▶ [EXERCISE MATERIAL]:
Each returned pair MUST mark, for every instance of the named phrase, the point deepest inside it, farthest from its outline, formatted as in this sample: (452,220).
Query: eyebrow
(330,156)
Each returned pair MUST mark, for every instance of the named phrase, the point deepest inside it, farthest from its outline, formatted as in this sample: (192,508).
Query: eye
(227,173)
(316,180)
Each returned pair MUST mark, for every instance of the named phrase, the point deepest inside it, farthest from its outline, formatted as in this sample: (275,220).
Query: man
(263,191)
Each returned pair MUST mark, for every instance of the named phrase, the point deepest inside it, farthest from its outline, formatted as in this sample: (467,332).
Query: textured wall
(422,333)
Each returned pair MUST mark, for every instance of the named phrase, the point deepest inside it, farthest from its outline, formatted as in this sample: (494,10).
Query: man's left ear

▶ [WHAT YOU NEED TO DO]: Print the data above exactly as it reads.

▶ [TASK SOLUTION]:
Each returned pair MUST mark, for every instance of the named phrase, the point deepest inside it, farthest from its outline, formatted as in this sample: (452,220).
Query: eyebrow
(330,156)
Each returned pair MUST mark, for every instance of the named phrase, the point deepest inside it, farthest from its outline, formatted as in this sample: (192,508).
Query: eye
(227,173)
(316,180)
Each returned pair MUST mark, for every instance of the named phrase, the point deepest inside it, farthest from its outline, formatted as in this sample: (275,220).
Query: man
(263,191)
Each returned pair MUST mark, for every instance of the named phrase, the point deepest inside it, farthest from its outline, formatted as in this sample: (467,332).
Query: textured wall
(422,333)
Each returned pair MUST mark, for every instance of the named phrase, the point deepest inside it, farthest from its outline, formatted as in this sample: (494,10).
Query: man's left ear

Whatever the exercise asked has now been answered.